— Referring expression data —
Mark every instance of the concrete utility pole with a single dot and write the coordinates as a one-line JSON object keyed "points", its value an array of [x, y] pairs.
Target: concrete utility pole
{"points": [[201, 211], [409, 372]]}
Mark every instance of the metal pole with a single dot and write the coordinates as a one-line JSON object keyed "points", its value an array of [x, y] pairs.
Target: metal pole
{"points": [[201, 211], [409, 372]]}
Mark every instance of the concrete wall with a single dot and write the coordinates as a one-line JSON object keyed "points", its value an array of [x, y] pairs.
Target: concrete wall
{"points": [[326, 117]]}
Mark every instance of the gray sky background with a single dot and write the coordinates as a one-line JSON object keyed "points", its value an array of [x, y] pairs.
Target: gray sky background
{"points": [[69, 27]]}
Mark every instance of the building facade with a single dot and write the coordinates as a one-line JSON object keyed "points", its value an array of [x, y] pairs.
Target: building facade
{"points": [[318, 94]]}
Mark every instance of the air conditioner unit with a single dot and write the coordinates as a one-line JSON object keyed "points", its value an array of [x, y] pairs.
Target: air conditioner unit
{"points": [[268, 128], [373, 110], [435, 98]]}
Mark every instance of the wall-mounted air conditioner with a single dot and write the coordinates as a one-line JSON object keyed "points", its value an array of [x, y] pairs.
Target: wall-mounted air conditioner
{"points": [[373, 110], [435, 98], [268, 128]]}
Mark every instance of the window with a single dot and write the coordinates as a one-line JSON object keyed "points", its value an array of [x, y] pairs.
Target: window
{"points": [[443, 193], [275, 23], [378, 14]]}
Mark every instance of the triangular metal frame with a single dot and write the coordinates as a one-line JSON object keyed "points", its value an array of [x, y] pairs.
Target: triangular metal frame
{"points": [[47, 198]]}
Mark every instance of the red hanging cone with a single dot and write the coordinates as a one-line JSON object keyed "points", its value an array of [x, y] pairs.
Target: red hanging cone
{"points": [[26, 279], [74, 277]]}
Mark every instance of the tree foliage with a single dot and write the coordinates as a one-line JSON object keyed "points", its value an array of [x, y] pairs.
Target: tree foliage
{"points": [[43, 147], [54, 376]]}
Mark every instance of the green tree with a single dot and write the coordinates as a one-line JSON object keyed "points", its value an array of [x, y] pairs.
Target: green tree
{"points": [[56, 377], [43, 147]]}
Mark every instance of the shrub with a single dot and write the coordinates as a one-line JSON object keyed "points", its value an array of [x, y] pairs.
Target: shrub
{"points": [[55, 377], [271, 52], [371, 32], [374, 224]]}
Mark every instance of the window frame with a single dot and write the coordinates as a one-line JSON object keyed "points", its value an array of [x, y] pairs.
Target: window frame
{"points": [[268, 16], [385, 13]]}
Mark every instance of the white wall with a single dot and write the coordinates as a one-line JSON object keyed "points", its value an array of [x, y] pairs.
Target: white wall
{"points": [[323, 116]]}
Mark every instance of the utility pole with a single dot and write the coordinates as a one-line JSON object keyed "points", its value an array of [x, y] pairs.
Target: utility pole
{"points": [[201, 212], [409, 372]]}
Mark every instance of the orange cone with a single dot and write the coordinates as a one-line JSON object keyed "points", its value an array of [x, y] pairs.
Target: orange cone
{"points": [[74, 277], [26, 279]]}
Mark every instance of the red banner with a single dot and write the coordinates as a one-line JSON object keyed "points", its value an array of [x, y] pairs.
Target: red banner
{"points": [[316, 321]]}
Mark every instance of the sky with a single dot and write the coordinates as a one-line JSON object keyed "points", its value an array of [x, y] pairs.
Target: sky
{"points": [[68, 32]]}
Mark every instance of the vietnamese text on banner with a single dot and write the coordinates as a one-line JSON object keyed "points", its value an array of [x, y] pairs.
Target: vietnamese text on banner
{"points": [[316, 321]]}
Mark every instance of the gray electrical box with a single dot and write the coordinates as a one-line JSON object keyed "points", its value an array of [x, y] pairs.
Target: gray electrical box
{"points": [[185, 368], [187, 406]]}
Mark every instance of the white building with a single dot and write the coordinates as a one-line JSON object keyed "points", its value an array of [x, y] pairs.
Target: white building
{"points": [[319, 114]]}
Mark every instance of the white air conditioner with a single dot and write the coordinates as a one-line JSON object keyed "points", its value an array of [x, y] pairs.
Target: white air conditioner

— Directions for this task —
An exact reproduction of the data is required. Leave nothing out.

— Answer space —
Mark every instance of the concrete utility pole with a single dot and write the coordinates as a one-line JSON object keyed "points", its value an array of [x, y] pairs.
Target: concrete utility pole
{"points": [[201, 211], [409, 372]]}
Mark every instance of the metal pole with a single dot and write the coordinates as a one-line JSON object keyed "points", its value an array of [x, y] pairs.
Target: metal pole
{"points": [[201, 211], [409, 372]]}
Mark every instance of the concrete wall with a single dot and write the coordinates as a one-line JSON object keyed "points", its value an array of [x, y] pairs.
Target: concrete wall
{"points": [[326, 117]]}
Mark every instance of the gray sky background with a single dot and write the coordinates as a one-line JSON object keyed "points", its value an array of [x, y] pairs.
Target: gray sky background
{"points": [[69, 27]]}
Mark every instance of the building facade with a single dot and write the coordinates as a one-line JSON object keyed "points", its value an array of [x, y] pairs.
Target: building facade
{"points": [[318, 94]]}
Mark every instance of the air conditioner unit with a single dot and write the coordinates as a one-line JSON object keyed "points", its value an array of [x, y] pairs.
Target: air conditioner unit
{"points": [[268, 128], [373, 110], [435, 98]]}
Mark every instance of the wall-mounted air conditioner with a single dot and write the coordinates as a one-line JSON object keyed "points", its value an array of [x, y] pairs.
Target: wall-mounted air conditioner
{"points": [[373, 110], [435, 98], [268, 128]]}
Mark every instance of the window with a single dot and write the coordinates as a one-line JSON object keyed "points", its value an array of [x, y] pairs.
Target: window
{"points": [[443, 193], [275, 23], [378, 14]]}
Mark every instance of the triangular metal frame with a single dot and write the coordinates as a one-line JSON object keyed "points", its value an array of [x, y] pairs.
Target: triangular metal frame
{"points": [[47, 198]]}
Mark every instance of the red hanging cone with a single dot and write the coordinates as a one-line JSON object keyed "points", its value an array of [x, y] pairs.
Target: red hanging cone
{"points": [[26, 279], [74, 277]]}
Mark every instance of the tree foliage with a single dot and write the coordinates as a one-line JSON object keyed "points", its value an array of [x, y] pairs.
Target: tree foliage
{"points": [[43, 147], [54, 376]]}
Mark every instance of the green tree with a single dot and write the coordinates as a one-line JSON object keyed "points", its value an array of [x, y] pairs.
Target: green tree
{"points": [[56, 377], [43, 147]]}
Mark every instance of the shrub with a single dot and write the coordinates as a one-line JSON object keyed "points", its value an array of [x, y] pairs.
Target: shrub
{"points": [[55, 377], [271, 52], [371, 32], [374, 224]]}
Mark every instance of the window frame with a single dot and write the coordinates as a one-line JSON object keyed "points", its value an array of [x, y] pairs.
Target: window frame
{"points": [[268, 16], [385, 13]]}
Mark every instance of the white wall with a single dot and write the coordinates as a one-line JSON object keyed "points", its value an array of [x, y] pairs.
Target: white wall
{"points": [[323, 116]]}
Mark every instance of the utility pole with a single dot and write the coordinates as a one-line JSON object keyed "points", its value an array of [x, y] pairs.
Target: utility pole
{"points": [[201, 212], [409, 372]]}
Mark every instance of the orange cone with a single dot and write the coordinates as a one-line JSON object keyed "points", its value an array of [x, y] pairs.
Target: orange cone
{"points": [[74, 277], [26, 279]]}
Mark every instance of the red banner with a single dot and write the coordinates as a one-line JSON object keyed "points", its value an array of [x, y] pairs.
Target: red banner
{"points": [[316, 321]]}
Mark every instance of the sky with a single dot and write the coordinates as a one-line JSON object keyed "points", its value an array of [x, y] pairs.
Target: sky
{"points": [[68, 32]]}
Mark every instance of the vietnamese text on banner with a single dot and write the coordinates as a one-line JSON object keyed "points", its value an array of [x, y] pairs.
Target: vietnamese text on banner
{"points": [[316, 321]]}
Mark every instance of the gray electrical box with a single dot and write the coordinates as a one-line JSON object keyed "points", its value an array of [x, y] pairs.
Target: gray electrical box
{"points": [[185, 368], [187, 406]]}
Mark every instance of the white building with a single dot and write the coordinates as a one-line JSON object keyed "points", its value an array of [x, y] pairs.
Target: white building
{"points": [[319, 114]]}
Mark every instance of the white air conditioner with a single dot and write the coordinates as a one-line JSON object keyed "points", its value an array of [x, y] pairs.
Target: white air conditioner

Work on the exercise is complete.